Anche l’uso dei profumi eccedette ogni misura e si estese perfino a tutte le cose, con le quali in qualsiasi modo si doveva venire a contatto. Per la fabbricazione dei profumi vengono usate materie prime costosissime, animali e vegetali, come il muschio, la mirra, lo zibetto, l’ambra grigia (secrezione profumatissima del capodoglio), e poi rose, fiori d’arancio, gelsomini. Sono di gran moda le gemme portaprofumo (vasetti, piccole giare d’oro, ma anche pomi d’oro e bossolotti) ed i guanti che mantengono permanentemente il profumo che è stato loro dato mediante una particolare concia.

2.4. Gioielli
Il Cinquecento è il secolo dei gioielli che abbelliscono non solo la persona ma anche i diversi capi dell’abbigliamento.
Si diffonde l’uso degli orecchini nella versione a goccia. Reti d’oro ingioiellate raccolgono i capelli; le fronte è segnata dalla lenza con gemma. Si sfoggiano a profusione medaglie ed iniziali in oro massiccio, grandi catene d’oro e collane di perle e braccialetti con incastonate pietre preziose. Gli anelli sono frequentissimi e la vera spesso si arricchisce di gemme.

######

Esercizio assegnato A: Puoi riscrivere tutte le voci riportate più avanti sostituendo "Polygons" con "Shapes" e lasciando invariato tutto il resto?
Esercizio assegnato B: Puoi proseguire il testo sui profumi e sui gioielli del Cinquecento a partire dalla sua ultima frase?
Il testo e le voci provengono da fonti diverse.

######

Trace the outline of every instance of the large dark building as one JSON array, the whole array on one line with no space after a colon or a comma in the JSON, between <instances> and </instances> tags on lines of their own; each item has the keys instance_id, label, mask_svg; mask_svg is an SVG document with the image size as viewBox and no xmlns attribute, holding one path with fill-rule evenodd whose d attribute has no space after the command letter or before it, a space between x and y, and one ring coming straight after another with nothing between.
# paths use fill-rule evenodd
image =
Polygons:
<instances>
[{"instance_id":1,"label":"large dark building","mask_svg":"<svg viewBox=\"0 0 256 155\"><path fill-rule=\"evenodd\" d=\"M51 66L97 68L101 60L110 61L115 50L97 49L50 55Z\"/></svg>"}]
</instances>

######

Risposta finale A:
Trace the outline of every instance of the large dark building as one JSON array, the whole array on one line with no space after a colon or a comma in the JSON, between <instances> and </instances> tags on lines of their own; each item has the keys instance_id, label, mask_svg; mask_svg is an SVG document with the image size as viewBox and no xmlns attribute, holding one path with fill-rule evenodd whose d attribute has no space after the command letter or before it, a space between x and y, and one ring coming straight after another with nothing between.
# paths use fill-rule evenodd
image =
Shapes:
<instances>
[{"instance_id":1,"label":"large dark building","mask_svg":"<svg viewBox=\"0 0 256 155\"><path fill-rule=\"evenodd\" d=\"M51 66L97 68L101 60L110 61L115 50L97 49L50 55Z\"/></svg>"}]
</instances>

Risposta finale B:
Gli uomini portano medaglie e cammei che sono appuntati non solo sul cappello, ma anche sulle vesti e sul mantello e pendono dalle grosse collane d’oro a catena. Gli anelli sono usati con moderazione.
Una legge suntuaria del 1540, a Bergamo, proibisce l’uso degli orecchini agli uomini a ciò fa pensare che essi fossero stati adottati anche dai gentiluomini, benché l’uso non sia documentato.

Tutte le prescrizioni di moda venivano rispettate severamente e ogni ritratto rinascimentale è  una conferma chiara di questo stile.
        

 

3. Glossario

 

Molti nomi che indicano parti dell’abbigliamento o delle acconciature rinascimentali non si usano più o con il passare del tempo è cambiato il significato della parola. Abbiamo riassunto in questo capitolo i termini base della moda rinascimentale per chiarirli più dettagliatamente.

balzo – acconciatura fastosa ed imponente, tipicamente italiana, di forma rottondeggiante, fatta con tessuti preziosi ed arricchita di ornamenti.

borsacchino, borzacchino – stivaletto chiuso o allacciato sul davanti, che arriva al polpaccio. In pelle o feltro.

broccato – pregiato tessuto di seta, di lana o anche di velluto, nel quale il disegno è ottenuto con la sovrapposizione di fili di seta, d’oro o d’argento. Originaria della Cina, questa lavorazione si diffuse a Milano, Firenze e Venezia, tra il XIV e il XVI secolo.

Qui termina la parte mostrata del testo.